- **Assignment**
Verbatim reproduction of the entries is required; images must be omitted.

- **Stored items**
+===+

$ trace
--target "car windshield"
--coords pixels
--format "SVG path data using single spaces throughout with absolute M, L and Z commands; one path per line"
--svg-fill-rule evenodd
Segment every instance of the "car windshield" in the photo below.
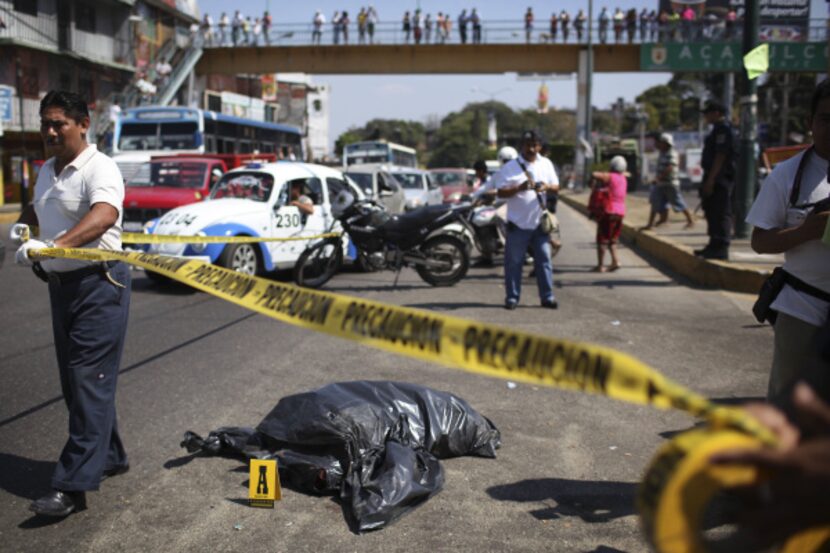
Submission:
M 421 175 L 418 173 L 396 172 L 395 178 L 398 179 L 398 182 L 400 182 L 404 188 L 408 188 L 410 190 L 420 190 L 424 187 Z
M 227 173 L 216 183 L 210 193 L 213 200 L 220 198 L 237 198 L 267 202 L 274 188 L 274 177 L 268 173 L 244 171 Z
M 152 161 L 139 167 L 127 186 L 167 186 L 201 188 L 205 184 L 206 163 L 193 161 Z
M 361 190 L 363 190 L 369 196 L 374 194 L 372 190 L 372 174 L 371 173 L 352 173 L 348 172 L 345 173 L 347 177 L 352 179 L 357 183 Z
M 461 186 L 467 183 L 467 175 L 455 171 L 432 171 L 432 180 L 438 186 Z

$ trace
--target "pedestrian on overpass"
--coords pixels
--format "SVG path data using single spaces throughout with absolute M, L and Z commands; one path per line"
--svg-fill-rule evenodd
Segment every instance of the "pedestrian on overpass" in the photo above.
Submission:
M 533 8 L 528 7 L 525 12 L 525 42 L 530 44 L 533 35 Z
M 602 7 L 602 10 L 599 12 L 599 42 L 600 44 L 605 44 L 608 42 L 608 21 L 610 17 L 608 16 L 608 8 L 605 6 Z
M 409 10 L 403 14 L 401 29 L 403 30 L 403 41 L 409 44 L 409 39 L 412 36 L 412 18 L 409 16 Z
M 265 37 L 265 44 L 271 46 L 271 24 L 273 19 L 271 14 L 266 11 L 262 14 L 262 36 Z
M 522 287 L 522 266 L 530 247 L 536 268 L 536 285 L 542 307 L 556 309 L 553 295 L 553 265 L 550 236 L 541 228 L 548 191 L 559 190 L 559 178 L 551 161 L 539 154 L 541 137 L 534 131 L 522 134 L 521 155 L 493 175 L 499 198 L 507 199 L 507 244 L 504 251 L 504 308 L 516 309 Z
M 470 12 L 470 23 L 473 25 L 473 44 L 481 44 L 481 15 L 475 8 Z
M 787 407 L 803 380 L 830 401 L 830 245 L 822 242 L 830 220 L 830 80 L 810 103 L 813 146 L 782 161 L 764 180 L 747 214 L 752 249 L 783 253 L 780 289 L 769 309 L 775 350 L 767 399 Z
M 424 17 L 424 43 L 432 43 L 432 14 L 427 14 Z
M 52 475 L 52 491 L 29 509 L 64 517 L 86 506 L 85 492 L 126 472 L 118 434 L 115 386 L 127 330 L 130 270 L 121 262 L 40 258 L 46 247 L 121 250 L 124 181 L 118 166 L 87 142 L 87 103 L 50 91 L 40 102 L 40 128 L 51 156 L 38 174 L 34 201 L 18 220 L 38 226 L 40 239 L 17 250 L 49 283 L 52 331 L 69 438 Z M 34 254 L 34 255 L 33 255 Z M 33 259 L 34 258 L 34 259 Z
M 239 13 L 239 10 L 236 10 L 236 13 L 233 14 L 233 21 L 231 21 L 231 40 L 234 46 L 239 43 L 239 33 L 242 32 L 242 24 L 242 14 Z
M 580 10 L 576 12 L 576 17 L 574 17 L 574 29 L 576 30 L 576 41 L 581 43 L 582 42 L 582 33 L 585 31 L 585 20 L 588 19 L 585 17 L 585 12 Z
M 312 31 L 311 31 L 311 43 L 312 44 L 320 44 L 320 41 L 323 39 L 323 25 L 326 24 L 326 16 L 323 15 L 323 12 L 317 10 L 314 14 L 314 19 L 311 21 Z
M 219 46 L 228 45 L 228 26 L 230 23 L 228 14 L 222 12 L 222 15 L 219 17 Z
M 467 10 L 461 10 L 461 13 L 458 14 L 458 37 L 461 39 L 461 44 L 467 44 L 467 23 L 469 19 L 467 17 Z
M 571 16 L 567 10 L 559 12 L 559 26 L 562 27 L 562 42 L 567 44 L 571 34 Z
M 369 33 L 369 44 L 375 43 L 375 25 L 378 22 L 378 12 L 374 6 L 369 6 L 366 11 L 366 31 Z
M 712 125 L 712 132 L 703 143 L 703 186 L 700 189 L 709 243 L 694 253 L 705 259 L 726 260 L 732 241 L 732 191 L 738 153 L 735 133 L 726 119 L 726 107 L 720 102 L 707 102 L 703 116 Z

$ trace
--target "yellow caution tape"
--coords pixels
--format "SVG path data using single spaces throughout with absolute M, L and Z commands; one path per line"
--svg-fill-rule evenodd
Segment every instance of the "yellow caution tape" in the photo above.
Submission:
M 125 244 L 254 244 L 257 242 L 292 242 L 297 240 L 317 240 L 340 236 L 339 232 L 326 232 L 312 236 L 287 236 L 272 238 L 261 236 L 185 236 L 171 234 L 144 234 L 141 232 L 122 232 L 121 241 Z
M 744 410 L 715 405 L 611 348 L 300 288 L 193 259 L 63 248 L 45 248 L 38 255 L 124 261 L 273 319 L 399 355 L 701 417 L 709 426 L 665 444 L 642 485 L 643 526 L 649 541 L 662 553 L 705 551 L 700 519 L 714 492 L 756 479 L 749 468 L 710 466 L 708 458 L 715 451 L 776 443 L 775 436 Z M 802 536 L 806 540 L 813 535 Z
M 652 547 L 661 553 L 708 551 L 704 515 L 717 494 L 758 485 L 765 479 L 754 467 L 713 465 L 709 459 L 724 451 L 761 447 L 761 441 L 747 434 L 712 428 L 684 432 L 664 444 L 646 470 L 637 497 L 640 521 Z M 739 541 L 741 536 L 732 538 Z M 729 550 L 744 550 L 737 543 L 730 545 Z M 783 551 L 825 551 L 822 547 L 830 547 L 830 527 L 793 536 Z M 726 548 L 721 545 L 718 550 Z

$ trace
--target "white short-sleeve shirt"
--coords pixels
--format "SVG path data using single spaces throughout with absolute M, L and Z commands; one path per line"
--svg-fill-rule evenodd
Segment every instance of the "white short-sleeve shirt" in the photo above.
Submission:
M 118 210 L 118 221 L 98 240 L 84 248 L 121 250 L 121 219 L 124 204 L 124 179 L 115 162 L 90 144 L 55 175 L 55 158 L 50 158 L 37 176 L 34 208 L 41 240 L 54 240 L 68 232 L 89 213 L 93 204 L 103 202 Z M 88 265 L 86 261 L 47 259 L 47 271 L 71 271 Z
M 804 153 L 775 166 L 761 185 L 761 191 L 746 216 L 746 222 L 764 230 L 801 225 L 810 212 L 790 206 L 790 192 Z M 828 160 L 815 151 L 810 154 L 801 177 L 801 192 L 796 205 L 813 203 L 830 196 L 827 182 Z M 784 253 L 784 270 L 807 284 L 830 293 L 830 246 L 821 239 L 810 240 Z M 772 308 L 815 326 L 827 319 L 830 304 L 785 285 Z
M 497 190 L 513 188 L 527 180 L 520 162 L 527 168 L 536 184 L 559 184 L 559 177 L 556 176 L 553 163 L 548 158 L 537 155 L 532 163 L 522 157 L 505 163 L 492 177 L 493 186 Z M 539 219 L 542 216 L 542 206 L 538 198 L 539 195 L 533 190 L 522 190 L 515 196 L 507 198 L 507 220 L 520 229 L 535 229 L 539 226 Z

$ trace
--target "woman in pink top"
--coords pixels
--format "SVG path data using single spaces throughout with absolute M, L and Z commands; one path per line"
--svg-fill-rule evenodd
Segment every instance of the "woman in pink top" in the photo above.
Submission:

+===+

- **Finished exercise**
$ trace
--target "car windshield"
--coords pixels
--format "SVG path data using single spaces throughout with absolute M, L and Z commands; one path per line"
--svg-fill-rule evenodd
Segment every instance of the "car windshield" in the photo below.
Submission:
M 421 175 L 418 173 L 396 172 L 395 178 L 398 179 L 398 182 L 400 182 L 404 188 L 408 188 L 410 190 L 420 190 L 424 187 Z
M 227 173 L 216 183 L 210 193 L 213 200 L 220 198 L 237 198 L 267 202 L 274 188 L 274 177 L 268 173 L 244 171 Z
M 152 161 L 139 167 L 127 186 L 167 186 L 201 188 L 205 184 L 206 163 L 193 161 Z
M 361 190 L 363 190 L 369 196 L 374 194 L 372 190 L 372 174 L 371 173 L 352 173 L 348 172 L 345 173 L 347 177 L 352 179 L 357 183 Z
M 461 186 L 467 183 L 467 175 L 455 171 L 432 171 L 432 180 L 438 186 Z

$ trace
--target "pedestrian on overpass"
--coords pixels
--format "SVG path data using single spaces throughout with absolute M, L and Z commands; one path per line"
--svg-fill-rule evenodd
Segment every instance of the "pedestrian on overpass" in the photo above.
Submission:
M 533 8 L 528 7 L 525 12 L 525 42 L 530 44 L 533 35 Z
M 602 7 L 602 10 L 599 12 L 599 42 L 600 44 L 605 44 L 608 42 L 608 21 L 610 17 L 608 16 L 608 8 L 605 6 Z
M 409 10 L 403 14 L 401 29 L 403 30 L 403 41 L 409 44 L 409 39 L 412 36 L 412 18 L 409 16 Z
M 265 37 L 265 44 L 271 46 L 271 24 L 273 19 L 271 14 L 266 11 L 262 14 L 262 36 Z
M 522 287 L 522 266 L 530 247 L 536 268 L 536 285 L 542 307 L 556 309 L 553 295 L 553 265 L 550 236 L 541 228 L 548 191 L 559 190 L 559 178 L 551 161 L 539 154 L 541 137 L 534 131 L 522 134 L 521 155 L 493 175 L 499 198 L 507 199 L 507 244 L 504 251 L 504 308 L 516 309 Z
M 470 12 L 470 23 L 473 25 L 473 44 L 481 44 L 481 15 L 475 8 Z
M 787 407 L 803 380 L 830 401 L 830 245 L 822 242 L 830 220 L 830 80 L 810 103 L 813 146 L 782 161 L 764 180 L 747 214 L 752 249 L 783 253 L 780 289 L 769 309 L 775 350 L 767 399 Z
M 424 17 L 424 43 L 432 43 L 432 14 L 427 14 Z
M 52 475 L 52 491 L 29 509 L 64 517 L 86 506 L 85 492 L 126 472 L 118 434 L 115 386 L 127 330 L 130 270 L 121 262 L 40 258 L 46 247 L 121 250 L 124 181 L 118 166 L 87 142 L 87 103 L 50 91 L 40 102 L 40 128 L 51 156 L 38 174 L 34 201 L 18 220 L 38 226 L 40 239 L 17 250 L 49 283 L 52 331 L 69 438 Z M 34 254 L 34 255 L 33 255 Z M 33 259 L 34 258 L 34 259 Z
M 239 13 L 239 10 L 236 10 L 236 13 L 233 14 L 233 21 L 231 21 L 231 40 L 234 46 L 239 43 L 239 33 L 242 32 L 242 24 L 242 14 Z
M 580 10 L 576 12 L 576 17 L 574 17 L 574 29 L 576 30 L 576 41 L 581 43 L 582 42 L 582 33 L 585 31 L 585 20 L 588 19 L 585 17 L 585 12 Z
M 312 31 L 311 31 L 311 43 L 312 44 L 320 44 L 320 41 L 323 39 L 323 25 L 326 24 L 326 16 L 323 15 L 323 12 L 317 10 L 314 14 L 314 19 L 311 21 Z
M 219 46 L 228 45 L 228 26 L 230 23 L 228 14 L 222 12 L 222 15 L 219 17 Z
M 467 10 L 461 10 L 461 13 L 458 14 L 458 37 L 461 39 L 461 44 L 467 44 L 467 23 L 469 19 L 467 17 Z
M 571 16 L 567 10 L 559 12 L 559 26 L 562 27 L 562 42 L 567 44 L 571 34 Z
M 369 33 L 369 44 L 375 43 L 375 25 L 378 22 L 378 12 L 374 6 L 369 6 L 366 11 L 366 31 Z
M 712 125 L 712 132 L 703 143 L 703 186 L 700 189 L 709 243 L 694 253 L 705 259 L 726 260 L 732 241 L 732 191 L 738 153 L 735 133 L 726 119 L 726 107 L 720 102 L 707 102 L 703 116 Z

$ trace
--target "yellow caution tape"
--coords pixels
--format "SVG path data using single spaces throughout with absolute M, L and Z commands; one path per line"
--svg-fill-rule evenodd
Segment every instance of the "yellow caution tape" in the photo above.
Submission:
M 125 244 L 254 244 L 257 242 L 292 242 L 297 240 L 317 240 L 340 236 L 339 232 L 326 232 L 312 236 L 287 236 L 272 238 L 261 236 L 185 236 L 171 234 L 144 234 L 141 232 L 122 232 L 121 241 Z
M 744 410 L 715 405 L 611 348 L 300 288 L 193 259 L 63 248 L 45 248 L 38 255 L 124 261 L 273 319 L 399 355 L 701 417 L 709 426 L 665 444 L 642 485 L 643 526 L 649 541 L 662 553 L 705 551 L 700 519 L 714 492 L 756 479 L 749 468 L 710 466 L 708 458 L 715 451 L 776 443 L 775 436 Z M 802 536 L 806 540 L 813 535 Z
M 652 547 L 661 553 L 708 551 L 704 515 L 717 494 L 758 485 L 765 479 L 754 467 L 713 465 L 709 459 L 724 451 L 761 447 L 761 441 L 747 434 L 712 428 L 684 432 L 664 444 L 646 470 L 637 497 L 640 521 Z M 739 541 L 741 536 L 732 538 Z M 729 550 L 744 550 L 737 543 L 730 545 Z M 783 551 L 825 551 L 822 547 L 830 547 L 830 527 L 793 536 Z M 726 548 L 721 545 L 718 550 Z

$ trace
--target "white short-sleeve shirt"
--coords pixels
--format "SVG path data using single spaces throughout with absolute M, L and Z commands; one path per line"
--svg-fill-rule evenodd
Segment every instance of the "white short-sleeve shirt" in the photo above.
Submission:
M 118 210 L 118 221 L 98 240 L 84 248 L 121 250 L 121 219 L 124 204 L 124 179 L 115 162 L 90 144 L 55 175 L 55 158 L 50 158 L 37 176 L 34 208 L 41 240 L 54 240 L 68 232 L 89 213 L 93 204 L 103 202 Z M 88 265 L 86 261 L 47 259 L 47 271 L 71 271 Z
M 804 153 L 775 166 L 761 185 L 761 191 L 746 216 L 746 222 L 764 230 L 801 225 L 810 212 L 790 206 L 790 192 Z M 828 160 L 815 151 L 810 154 L 801 177 L 801 192 L 796 205 L 813 203 L 830 196 L 827 182 Z M 784 253 L 784 270 L 807 284 L 830 293 L 830 246 L 821 239 L 810 240 Z M 772 308 L 815 326 L 827 319 L 830 304 L 785 285 Z
M 497 190 L 513 188 L 527 180 L 520 162 L 527 168 L 536 184 L 559 184 L 559 177 L 556 176 L 553 163 L 548 158 L 537 155 L 532 163 L 522 157 L 505 163 L 492 177 L 493 186 Z M 539 219 L 542 216 L 542 206 L 538 198 L 539 195 L 533 190 L 522 190 L 515 196 L 507 198 L 507 220 L 520 229 L 535 229 L 539 226 Z

$ trace
--target "woman in pink top"
--coords pixels
--format "SVG path data using single spaces throughout with absolute M, L and Z commands; one path per line"
--svg-fill-rule evenodd
Segment every instance of the "woman in pink top" in the photo above.
Submission:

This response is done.